▶ _WHAT THE EXERCISE ASKS_
Only text belongs in your copy of the listing below; reproduce it exactly and leave out the pictures.

*** Opening of DATA RECORDS ***

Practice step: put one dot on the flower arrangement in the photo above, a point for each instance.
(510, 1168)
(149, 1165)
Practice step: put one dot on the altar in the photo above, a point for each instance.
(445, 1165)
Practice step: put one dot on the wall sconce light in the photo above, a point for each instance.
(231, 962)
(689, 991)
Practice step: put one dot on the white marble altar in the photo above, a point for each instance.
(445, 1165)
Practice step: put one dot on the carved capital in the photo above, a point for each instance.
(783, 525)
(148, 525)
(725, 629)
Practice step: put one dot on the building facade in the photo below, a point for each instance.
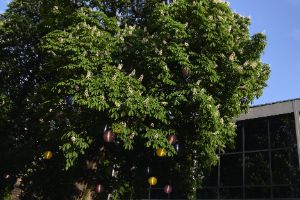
(264, 164)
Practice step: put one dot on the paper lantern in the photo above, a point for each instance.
(108, 136)
(168, 189)
(152, 180)
(99, 188)
(161, 152)
(6, 176)
(69, 101)
(47, 155)
(73, 139)
(176, 147)
(172, 139)
(185, 72)
(148, 170)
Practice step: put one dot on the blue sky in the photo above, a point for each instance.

*** Close of DATA RECORDS ***

▶ _SOLUTION FOR THIS PROBLEM_
Practice step: put one dot on the flower arrangement in the photo above, a point for each instance.
(510, 1168)
(149, 1165)
Practice step: put one dot on the altar in the photo above, a point for each instance.
(445, 1165)
Practice step: put one dot on the wall sconce light in the photo above, a point for each instance.
(231, 962)
(689, 991)
Practice step: put one dot on the white marble altar in the photo above, a point for each instance.
(445, 1165)
Practice step: put one dot on the carved capital in the photo above, a point for each instance.
(783, 525)
(148, 525)
(725, 629)
Practice step: put one dot on the building facade in the photo below, a point for each instance.
(264, 164)
Practice step: put one dot on the paper lantern in the photo above, a point for each instance.
(108, 136)
(168, 189)
(152, 180)
(99, 188)
(161, 152)
(6, 176)
(69, 101)
(47, 155)
(73, 139)
(176, 147)
(172, 139)
(185, 72)
(148, 170)
Practice step: put one dot on the blue sky in the photo above, a point for each instance.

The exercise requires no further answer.